AIM OF THE TASK: All lines in the material with the string "below" should be listed.

INFORMATION SHOWN:
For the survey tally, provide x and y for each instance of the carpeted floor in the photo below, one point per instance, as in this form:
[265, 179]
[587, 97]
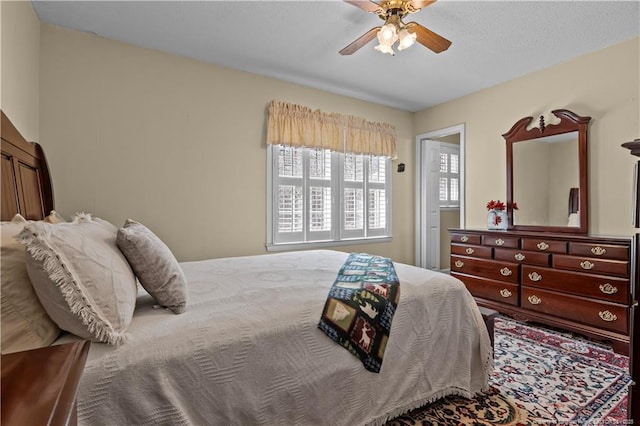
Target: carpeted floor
[541, 377]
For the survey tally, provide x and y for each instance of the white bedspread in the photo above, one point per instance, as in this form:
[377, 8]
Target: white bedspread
[248, 351]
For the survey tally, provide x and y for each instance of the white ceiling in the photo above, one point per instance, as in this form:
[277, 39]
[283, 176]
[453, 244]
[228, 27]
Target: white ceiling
[298, 41]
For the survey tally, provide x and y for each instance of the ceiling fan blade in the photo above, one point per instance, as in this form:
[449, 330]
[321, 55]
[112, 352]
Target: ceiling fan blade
[428, 38]
[366, 5]
[361, 41]
[421, 4]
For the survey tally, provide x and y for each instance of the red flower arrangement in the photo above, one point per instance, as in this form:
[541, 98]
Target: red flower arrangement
[496, 205]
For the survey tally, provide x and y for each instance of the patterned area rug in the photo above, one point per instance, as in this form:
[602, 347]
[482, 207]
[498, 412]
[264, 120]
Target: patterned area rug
[541, 377]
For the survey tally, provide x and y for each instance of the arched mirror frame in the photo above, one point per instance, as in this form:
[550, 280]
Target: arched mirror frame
[569, 122]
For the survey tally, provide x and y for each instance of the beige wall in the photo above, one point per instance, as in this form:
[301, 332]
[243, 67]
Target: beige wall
[19, 81]
[603, 85]
[448, 219]
[179, 144]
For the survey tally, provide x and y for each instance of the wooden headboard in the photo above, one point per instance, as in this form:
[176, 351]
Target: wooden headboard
[26, 183]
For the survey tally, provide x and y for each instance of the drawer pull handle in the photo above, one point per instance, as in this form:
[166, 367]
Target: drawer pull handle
[607, 316]
[534, 300]
[608, 288]
[535, 277]
[587, 265]
[505, 293]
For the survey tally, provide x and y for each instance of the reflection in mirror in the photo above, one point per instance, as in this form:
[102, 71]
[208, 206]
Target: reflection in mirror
[547, 174]
[546, 179]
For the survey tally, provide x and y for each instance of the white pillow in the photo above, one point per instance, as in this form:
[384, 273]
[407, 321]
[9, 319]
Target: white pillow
[81, 278]
[154, 264]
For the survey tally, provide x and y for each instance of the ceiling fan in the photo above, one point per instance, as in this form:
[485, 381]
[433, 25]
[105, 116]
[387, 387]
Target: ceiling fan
[394, 30]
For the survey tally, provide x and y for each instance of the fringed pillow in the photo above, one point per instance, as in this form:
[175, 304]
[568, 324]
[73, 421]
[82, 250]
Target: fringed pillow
[154, 264]
[81, 278]
[25, 323]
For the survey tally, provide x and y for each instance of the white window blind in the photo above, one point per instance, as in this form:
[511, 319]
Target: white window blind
[323, 196]
[449, 176]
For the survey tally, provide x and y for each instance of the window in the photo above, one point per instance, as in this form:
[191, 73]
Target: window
[321, 196]
[449, 176]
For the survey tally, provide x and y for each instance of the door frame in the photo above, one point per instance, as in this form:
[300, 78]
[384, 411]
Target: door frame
[423, 255]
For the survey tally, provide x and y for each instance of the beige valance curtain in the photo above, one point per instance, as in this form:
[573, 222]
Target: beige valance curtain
[297, 125]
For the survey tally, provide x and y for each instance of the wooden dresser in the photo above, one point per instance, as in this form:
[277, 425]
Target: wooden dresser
[574, 282]
[39, 386]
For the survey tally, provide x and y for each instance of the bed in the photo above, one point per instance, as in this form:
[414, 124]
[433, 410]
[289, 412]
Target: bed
[248, 350]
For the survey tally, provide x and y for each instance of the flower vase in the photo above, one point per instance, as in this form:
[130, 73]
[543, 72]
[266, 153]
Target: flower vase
[497, 219]
[491, 219]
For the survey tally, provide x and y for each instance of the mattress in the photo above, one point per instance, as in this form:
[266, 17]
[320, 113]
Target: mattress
[248, 350]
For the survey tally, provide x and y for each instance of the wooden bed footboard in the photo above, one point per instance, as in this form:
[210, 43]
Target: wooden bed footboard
[489, 316]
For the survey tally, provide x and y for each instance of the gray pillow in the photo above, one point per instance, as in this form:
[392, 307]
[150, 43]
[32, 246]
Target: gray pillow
[154, 264]
[81, 278]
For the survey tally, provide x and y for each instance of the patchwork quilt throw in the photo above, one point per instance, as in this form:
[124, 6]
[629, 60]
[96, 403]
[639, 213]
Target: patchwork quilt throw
[360, 307]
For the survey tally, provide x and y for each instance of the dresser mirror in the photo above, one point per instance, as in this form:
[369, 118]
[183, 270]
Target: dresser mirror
[547, 174]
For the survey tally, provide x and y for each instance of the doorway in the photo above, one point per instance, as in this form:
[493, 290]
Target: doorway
[432, 219]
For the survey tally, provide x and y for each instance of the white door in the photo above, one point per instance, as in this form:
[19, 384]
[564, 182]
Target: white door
[427, 195]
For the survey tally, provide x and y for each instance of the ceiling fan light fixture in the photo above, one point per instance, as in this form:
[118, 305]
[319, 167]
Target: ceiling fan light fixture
[388, 33]
[385, 48]
[406, 39]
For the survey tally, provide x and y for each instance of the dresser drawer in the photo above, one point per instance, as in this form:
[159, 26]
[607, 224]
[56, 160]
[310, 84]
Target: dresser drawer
[600, 251]
[465, 238]
[492, 269]
[544, 245]
[474, 251]
[522, 256]
[603, 315]
[589, 264]
[604, 288]
[490, 289]
[500, 241]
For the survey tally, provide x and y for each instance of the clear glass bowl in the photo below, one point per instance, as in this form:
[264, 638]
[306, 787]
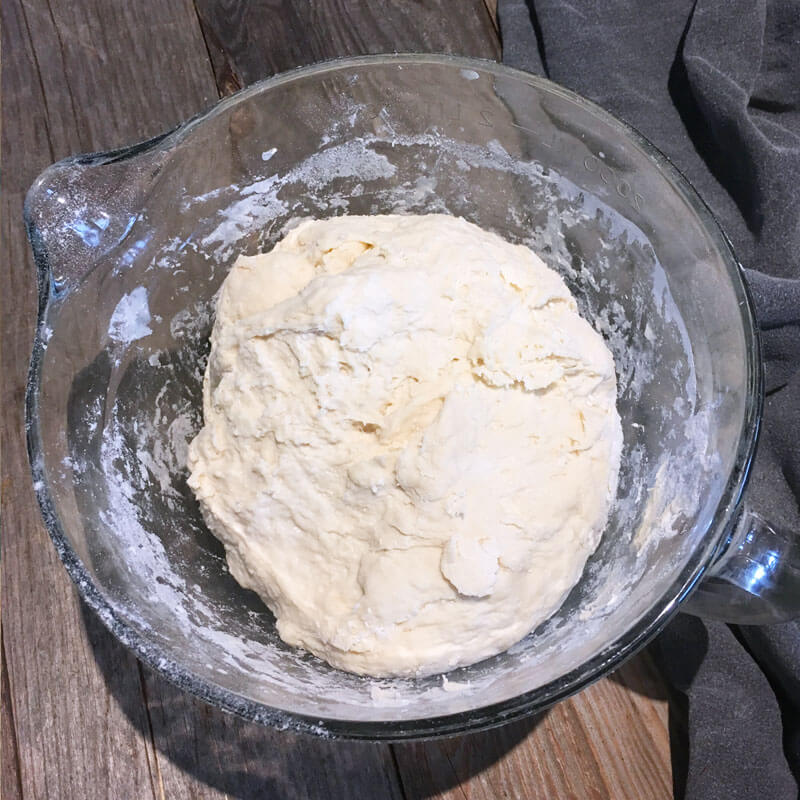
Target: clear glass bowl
[132, 245]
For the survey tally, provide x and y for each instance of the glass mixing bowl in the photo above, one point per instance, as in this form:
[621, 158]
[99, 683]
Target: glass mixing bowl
[132, 245]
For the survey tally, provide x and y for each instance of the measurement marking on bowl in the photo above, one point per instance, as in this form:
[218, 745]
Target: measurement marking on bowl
[622, 187]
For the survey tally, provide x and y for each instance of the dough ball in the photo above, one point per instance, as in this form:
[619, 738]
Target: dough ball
[411, 442]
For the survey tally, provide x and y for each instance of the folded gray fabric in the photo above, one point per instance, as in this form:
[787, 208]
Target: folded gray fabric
[715, 84]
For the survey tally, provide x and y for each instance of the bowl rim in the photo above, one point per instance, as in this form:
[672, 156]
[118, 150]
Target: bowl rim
[716, 536]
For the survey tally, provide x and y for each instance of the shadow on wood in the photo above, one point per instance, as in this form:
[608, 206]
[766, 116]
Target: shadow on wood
[227, 756]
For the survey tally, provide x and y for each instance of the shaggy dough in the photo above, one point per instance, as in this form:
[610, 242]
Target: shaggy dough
[411, 442]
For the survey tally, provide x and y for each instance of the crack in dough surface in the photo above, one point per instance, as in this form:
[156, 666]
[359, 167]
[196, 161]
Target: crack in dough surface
[411, 442]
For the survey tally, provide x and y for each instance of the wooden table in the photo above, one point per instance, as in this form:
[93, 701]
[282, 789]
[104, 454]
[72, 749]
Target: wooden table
[82, 718]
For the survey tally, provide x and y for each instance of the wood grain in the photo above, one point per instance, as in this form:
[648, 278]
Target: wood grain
[251, 39]
[74, 737]
[594, 745]
[81, 718]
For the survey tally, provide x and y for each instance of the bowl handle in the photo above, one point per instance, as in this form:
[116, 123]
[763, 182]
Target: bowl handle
[80, 208]
[756, 579]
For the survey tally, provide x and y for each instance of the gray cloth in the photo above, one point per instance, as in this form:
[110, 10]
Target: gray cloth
[715, 84]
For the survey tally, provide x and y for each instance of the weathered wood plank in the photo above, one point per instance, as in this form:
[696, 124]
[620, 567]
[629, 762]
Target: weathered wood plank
[228, 757]
[10, 781]
[81, 731]
[250, 39]
[82, 725]
[607, 743]
[56, 689]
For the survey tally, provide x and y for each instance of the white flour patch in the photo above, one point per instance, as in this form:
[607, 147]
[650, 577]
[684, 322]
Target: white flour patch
[131, 318]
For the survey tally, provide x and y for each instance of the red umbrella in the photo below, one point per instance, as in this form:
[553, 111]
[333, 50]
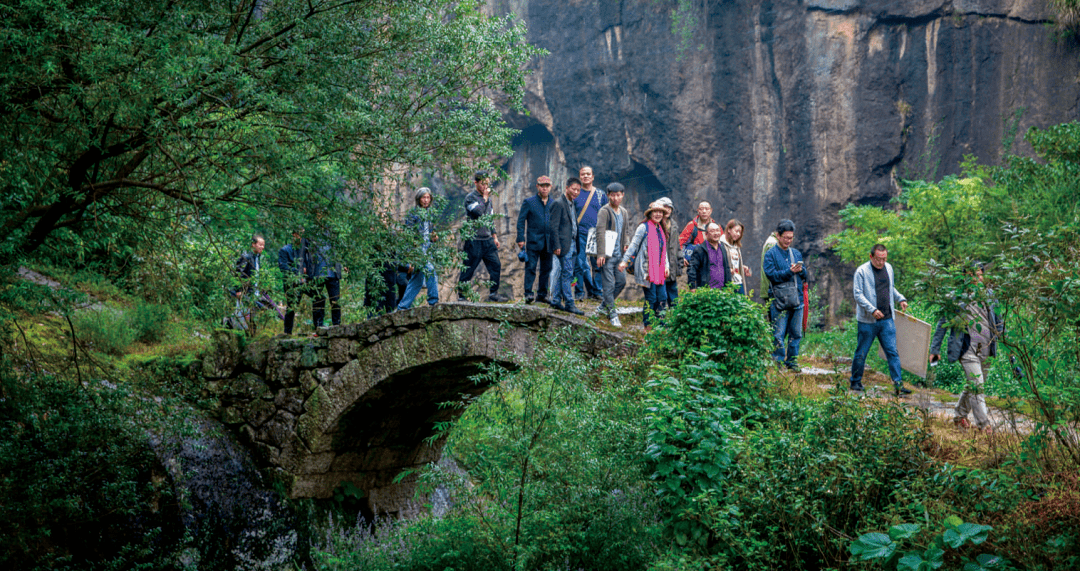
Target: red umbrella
[806, 304]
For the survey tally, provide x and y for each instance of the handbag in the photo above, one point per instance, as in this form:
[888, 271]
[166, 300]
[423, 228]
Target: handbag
[591, 242]
[786, 296]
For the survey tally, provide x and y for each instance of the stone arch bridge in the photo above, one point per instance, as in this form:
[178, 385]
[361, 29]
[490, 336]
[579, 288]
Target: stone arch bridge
[359, 402]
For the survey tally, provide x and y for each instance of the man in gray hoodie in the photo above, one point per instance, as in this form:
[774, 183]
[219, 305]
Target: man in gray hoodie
[875, 307]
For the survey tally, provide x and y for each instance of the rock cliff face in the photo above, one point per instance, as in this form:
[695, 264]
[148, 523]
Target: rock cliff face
[782, 109]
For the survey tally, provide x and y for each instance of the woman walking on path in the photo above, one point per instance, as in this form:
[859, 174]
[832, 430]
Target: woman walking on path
[648, 249]
[732, 242]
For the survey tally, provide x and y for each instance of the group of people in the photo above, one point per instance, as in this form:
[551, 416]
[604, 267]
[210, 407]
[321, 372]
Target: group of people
[579, 244]
[972, 338]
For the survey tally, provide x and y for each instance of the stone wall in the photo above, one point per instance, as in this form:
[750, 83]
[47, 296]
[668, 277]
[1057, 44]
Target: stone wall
[359, 402]
[780, 109]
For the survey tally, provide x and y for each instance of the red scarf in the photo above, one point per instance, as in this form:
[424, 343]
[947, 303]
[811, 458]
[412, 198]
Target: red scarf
[658, 252]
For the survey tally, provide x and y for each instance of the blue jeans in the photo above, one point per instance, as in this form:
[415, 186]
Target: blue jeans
[564, 291]
[672, 288]
[787, 323]
[589, 282]
[544, 260]
[656, 299]
[418, 280]
[885, 331]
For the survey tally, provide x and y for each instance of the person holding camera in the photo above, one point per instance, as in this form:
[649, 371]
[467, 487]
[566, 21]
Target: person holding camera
[783, 267]
[971, 343]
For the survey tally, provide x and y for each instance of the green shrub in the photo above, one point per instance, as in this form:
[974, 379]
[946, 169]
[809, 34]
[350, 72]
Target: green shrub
[719, 322]
[148, 322]
[105, 330]
[79, 483]
[555, 480]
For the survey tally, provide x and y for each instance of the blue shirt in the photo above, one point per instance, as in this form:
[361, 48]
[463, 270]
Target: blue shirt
[778, 266]
[589, 219]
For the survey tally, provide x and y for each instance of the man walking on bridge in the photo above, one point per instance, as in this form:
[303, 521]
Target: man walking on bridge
[532, 225]
[484, 245]
[875, 307]
[564, 239]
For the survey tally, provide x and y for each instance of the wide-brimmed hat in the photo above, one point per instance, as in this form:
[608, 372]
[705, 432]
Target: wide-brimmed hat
[420, 192]
[655, 206]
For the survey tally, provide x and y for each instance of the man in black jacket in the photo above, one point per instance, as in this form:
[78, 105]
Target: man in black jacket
[971, 343]
[246, 293]
[297, 268]
[484, 245]
[532, 228]
[709, 262]
[563, 238]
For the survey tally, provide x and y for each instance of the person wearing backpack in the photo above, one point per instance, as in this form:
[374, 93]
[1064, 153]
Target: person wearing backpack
[783, 267]
[648, 249]
[612, 233]
[693, 233]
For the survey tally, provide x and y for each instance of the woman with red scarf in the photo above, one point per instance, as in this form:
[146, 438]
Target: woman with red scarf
[648, 250]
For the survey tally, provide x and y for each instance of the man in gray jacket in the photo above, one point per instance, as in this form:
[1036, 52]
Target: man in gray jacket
[875, 307]
[611, 218]
[562, 238]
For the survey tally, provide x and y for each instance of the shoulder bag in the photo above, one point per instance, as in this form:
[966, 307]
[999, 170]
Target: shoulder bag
[785, 296]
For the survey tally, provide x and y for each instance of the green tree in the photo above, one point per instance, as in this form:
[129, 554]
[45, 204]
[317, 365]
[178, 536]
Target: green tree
[191, 116]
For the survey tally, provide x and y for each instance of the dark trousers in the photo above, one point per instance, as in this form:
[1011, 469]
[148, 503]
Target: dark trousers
[613, 283]
[589, 282]
[477, 250]
[786, 323]
[656, 300]
[543, 258]
[294, 294]
[671, 287]
[333, 286]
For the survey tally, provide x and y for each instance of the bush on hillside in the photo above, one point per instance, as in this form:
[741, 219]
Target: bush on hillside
[78, 479]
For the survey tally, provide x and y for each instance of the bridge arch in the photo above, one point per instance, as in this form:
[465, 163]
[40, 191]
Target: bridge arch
[359, 403]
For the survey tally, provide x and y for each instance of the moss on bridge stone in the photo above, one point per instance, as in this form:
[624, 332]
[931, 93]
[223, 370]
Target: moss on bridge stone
[295, 394]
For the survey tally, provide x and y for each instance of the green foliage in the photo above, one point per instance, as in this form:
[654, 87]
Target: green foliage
[148, 322]
[555, 480]
[78, 478]
[813, 470]
[690, 442]
[112, 331]
[953, 535]
[720, 322]
[149, 141]
[104, 329]
[1024, 218]
[937, 220]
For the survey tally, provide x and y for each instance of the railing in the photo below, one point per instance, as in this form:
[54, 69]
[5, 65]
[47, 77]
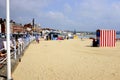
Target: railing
[16, 54]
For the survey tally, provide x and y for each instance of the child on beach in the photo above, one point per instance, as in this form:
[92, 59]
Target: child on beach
[37, 38]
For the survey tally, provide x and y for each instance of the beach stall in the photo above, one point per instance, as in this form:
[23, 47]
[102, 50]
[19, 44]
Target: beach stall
[106, 38]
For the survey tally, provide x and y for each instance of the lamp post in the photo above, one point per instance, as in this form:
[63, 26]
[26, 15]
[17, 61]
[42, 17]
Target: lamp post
[8, 40]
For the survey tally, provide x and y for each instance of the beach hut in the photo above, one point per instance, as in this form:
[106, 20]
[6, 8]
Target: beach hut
[106, 38]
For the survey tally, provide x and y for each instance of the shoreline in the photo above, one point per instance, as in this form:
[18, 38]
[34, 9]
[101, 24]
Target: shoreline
[68, 60]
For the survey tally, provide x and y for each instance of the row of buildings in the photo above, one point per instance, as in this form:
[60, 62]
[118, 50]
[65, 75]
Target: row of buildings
[18, 28]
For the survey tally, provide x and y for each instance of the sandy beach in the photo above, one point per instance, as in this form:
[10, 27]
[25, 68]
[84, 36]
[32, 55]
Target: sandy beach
[68, 60]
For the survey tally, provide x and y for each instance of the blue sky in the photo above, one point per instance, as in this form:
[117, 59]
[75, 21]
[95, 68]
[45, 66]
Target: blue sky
[80, 15]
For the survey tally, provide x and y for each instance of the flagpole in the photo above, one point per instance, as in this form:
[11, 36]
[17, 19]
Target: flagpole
[8, 40]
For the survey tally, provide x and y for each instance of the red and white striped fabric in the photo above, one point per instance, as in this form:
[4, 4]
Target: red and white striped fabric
[107, 38]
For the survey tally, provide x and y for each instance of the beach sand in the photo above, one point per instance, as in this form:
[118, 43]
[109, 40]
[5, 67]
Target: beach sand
[69, 60]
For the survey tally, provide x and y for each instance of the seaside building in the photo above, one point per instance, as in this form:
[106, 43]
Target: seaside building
[106, 38]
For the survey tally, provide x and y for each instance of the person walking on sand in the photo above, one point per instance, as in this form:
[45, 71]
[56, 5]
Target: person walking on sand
[37, 38]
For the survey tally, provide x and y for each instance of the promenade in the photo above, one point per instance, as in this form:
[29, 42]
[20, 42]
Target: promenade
[68, 60]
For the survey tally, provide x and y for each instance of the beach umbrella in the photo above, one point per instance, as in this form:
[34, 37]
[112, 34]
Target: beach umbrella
[8, 39]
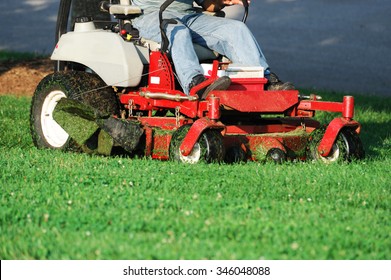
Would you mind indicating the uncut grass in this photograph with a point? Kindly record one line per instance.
(58, 205)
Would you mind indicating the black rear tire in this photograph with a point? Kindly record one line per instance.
(82, 86)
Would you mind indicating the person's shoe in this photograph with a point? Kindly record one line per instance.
(221, 83)
(274, 83)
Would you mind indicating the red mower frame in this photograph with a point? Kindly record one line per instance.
(203, 115)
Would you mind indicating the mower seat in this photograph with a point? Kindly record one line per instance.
(128, 9)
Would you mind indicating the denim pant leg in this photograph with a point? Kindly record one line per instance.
(181, 47)
(229, 37)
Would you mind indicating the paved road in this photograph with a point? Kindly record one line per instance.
(340, 45)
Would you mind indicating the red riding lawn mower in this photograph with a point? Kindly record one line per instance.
(114, 92)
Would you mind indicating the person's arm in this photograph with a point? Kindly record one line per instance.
(217, 5)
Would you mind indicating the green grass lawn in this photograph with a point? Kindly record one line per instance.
(56, 205)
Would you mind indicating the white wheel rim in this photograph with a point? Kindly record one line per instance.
(193, 157)
(333, 155)
(54, 134)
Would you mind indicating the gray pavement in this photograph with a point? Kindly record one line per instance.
(339, 45)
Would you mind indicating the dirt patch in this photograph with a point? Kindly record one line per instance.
(22, 77)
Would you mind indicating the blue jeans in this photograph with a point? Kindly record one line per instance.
(228, 37)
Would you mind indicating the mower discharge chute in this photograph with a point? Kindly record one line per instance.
(113, 90)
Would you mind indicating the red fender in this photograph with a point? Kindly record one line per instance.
(335, 126)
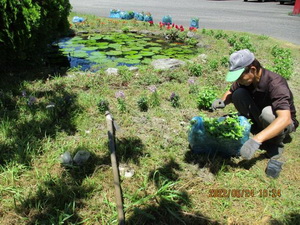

ANSWER TO THIS EXERCISE:
For the survey tally, provide x and y for each instance of the carpeted floor in the photo below, one point per instance, as in this form:
For the survey tally, provide x and y for each instance of the clear glass bowl in the photo below, one point per instance, as in this form:
For the survey tally, provide x and y for each instance of the red umbrella in the photo below, one point per instance, as in this form:
For the survey tally, provide x and y for each instance of the railing in the photo below, one point per instance, as in this form:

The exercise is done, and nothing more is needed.